§ **Task requirements**
Output every line of the data exactly as it appears.

§ **Records shown**

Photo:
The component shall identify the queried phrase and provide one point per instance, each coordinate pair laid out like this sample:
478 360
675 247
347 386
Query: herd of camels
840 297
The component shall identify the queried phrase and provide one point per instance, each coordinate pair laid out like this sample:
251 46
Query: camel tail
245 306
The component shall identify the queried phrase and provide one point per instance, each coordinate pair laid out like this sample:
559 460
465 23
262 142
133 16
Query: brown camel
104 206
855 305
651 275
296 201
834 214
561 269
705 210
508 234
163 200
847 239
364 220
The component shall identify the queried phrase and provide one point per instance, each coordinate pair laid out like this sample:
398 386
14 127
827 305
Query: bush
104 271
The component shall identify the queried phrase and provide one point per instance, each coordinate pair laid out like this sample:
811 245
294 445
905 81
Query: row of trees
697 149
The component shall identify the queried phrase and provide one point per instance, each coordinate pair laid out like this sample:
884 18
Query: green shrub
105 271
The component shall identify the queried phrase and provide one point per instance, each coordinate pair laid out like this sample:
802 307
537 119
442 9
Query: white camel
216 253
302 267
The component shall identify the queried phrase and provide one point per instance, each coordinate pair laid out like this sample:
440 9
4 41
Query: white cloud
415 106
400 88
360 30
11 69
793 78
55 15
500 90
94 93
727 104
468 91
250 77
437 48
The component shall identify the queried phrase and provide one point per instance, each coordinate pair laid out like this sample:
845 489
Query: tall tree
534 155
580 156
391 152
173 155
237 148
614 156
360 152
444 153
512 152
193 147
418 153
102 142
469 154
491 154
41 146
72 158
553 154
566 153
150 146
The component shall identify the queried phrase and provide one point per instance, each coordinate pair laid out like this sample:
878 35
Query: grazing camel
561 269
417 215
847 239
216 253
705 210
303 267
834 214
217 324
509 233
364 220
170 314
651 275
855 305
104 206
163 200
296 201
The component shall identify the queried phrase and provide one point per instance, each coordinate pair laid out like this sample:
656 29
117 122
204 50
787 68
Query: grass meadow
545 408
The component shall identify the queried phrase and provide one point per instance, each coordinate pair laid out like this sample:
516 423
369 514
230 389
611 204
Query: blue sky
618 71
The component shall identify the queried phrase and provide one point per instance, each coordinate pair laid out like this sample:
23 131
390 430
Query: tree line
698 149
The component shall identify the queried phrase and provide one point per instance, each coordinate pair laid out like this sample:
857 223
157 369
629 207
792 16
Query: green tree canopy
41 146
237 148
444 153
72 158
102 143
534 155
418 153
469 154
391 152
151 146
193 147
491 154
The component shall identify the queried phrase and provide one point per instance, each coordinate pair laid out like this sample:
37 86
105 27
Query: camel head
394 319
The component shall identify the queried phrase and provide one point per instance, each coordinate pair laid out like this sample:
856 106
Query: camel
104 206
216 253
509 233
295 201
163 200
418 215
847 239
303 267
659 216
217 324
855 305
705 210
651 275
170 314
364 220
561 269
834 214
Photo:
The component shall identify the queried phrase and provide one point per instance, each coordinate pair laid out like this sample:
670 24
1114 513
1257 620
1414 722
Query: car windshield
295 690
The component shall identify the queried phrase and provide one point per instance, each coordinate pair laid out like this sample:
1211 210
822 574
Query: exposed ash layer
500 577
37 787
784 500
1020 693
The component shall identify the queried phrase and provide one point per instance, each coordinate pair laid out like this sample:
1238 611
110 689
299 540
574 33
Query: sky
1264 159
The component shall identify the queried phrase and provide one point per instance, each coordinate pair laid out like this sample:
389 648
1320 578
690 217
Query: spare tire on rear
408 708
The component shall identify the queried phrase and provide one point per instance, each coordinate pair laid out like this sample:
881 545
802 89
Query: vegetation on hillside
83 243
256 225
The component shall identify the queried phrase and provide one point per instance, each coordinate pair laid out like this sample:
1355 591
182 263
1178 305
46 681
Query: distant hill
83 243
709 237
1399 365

§ **Full answer**
Photo:
The component shall identify the queried phrase and provide one point per instance, each coordinate pair laid out like this sample:
478 360
675 247
347 386
Query: herd of camels
840 297
The component shall identify the queried phrase and provide one point per instance, each coordinate pair laid out like this sample:
251 46
Query: camel tail
245 306
The component shall identify the queried phrase and provide one point per instance, each coordinate pair laid out like this sample:
559 460
465 23
262 142
133 16
Query: brown camel
104 206
855 305
651 275
296 201
834 214
561 269
705 210
508 234
163 200
847 239
364 220
The component shall identify the queried phrase and provide one point per instance, each coordinate pair laid out like this sample:
398 386
14 127
827 305
Query: bush
104 271
The component shall identify the queried phrase and provide one point per instance, each coordinate pair laid out like this sample:
811 245
294 445
905 81
Query: row of trees
697 149
The component shall identify the queried phrase and provide one point per instance, each coordinate pair laid out like this sample:
884 18
Query: green shrub
105 271
The component shall identify the queried phrase and provide one point per instance, each coordinate pair laid out like this sample:
802 307
537 119
442 9
Query: white camel
216 253
302 267
The component shall identify the queried phrase and provide one point per instance, each coordinate pair laid out like this sample:
440 9
4 41
Query: white cloud
415 106
400 88
360 30
11 69
793 78
55 15
500 90
94 93
727 104
468 91
250 77
437 48
The component shall identify the queried phrase and provide one point per instance, each coordinate pair laid out like this sample:
845 489
Query: tall tree
534 155
580 156
391 152
173 155
237 148
614 156
360 152
444 153
512 152
193 147
418 153
102 142
469 154
491 154
41 146
72 158
553 154
566 153
150 146
The component shall identify the queried phrase and provide one point per instance, each coordinate pair laid out like this sample:
878 35
Query: grazing camel
561 269
417 215
847 239
216 253
705 210
303 267
834 214
217 324
509 233
364 220
170 314
651 275
855 305
104 206
163 200
296 201
The component shall identify the queried phrase and provide one point per instance, each coordinate pair laid out like this sample:
656 29
117 122
204 50
787 68
Query: grass meadow
545 408
The component shall identify the queried phrase and provide one point per instance, each coordinate pair laid out like this sample:
516 423
369 514
230 389
611 204
Query: blue sky
618 71
The component shall identify the queried phrase and provide one point per instance, each coordinate pair laid out like this sample:
23 131
390 430
Query: tree line
698 149
The component shall identify the queried phrase and provide one point per instance, each coordinate pair laid out like this sample:
857 223
157 369
629 207
792 16
Query: green tree canopy
41 146
237 148
444 153
72 158
102 143
534 155
418 153
469 154
391 152
151 146
193 147
491 154
The component shall identify the queried phrase and provide one point per instance, each coordinate pair laid out like this sample:
37 86
105 27
Query: camel head
394 319
The component shall identify the queried phrase and provide one point per instance, each coordinate pair laid out like this sample:
856 106
Query: camel
104 206
216 253
509 233
295 201
163 200
418 215
847 239
303 267
659 216
217 324
855 305
705 210
651 275
170 314
364 220
561 269
834 214
Photo:
The component shall identify the queried phrase and provide one point per instance, each coordinate pair laid out like this sample:
670 24
1114 513
1257 620
1414 722
Query: car windshield
295 690
The component shall identify the queried phrase and provide one point per instance, each coordinate pair laid out like this sample:
1211 210
822 574
Query: exposed ash layer
500 577
37 787
784 500
1020 693
The component shall identify the queried phrase and provide one point per instance, each coordinate pair laid out like this sample:
1238 611
110 689
299 540
574 33
Query: sky
1264 159
The component shall identify the queried phrase and provide one point per instance, each coordinate pair laid out like this sample:
389 648
1320 578
690 217
Query: spare tire on rear
408 708
The component shall identify the queried phrase and provide one point per instance, each coordinate pair laid out like this sample:
881 545
802 89
Query: vegetation on hillside
83 243
256 225
The component shall identify the queried phrase and provide one point per instance, each coordinate pair laid out like this sample:
1355 591
182 263
1178 305
46 681
Query: distant hill
83 243
709 237
1399 365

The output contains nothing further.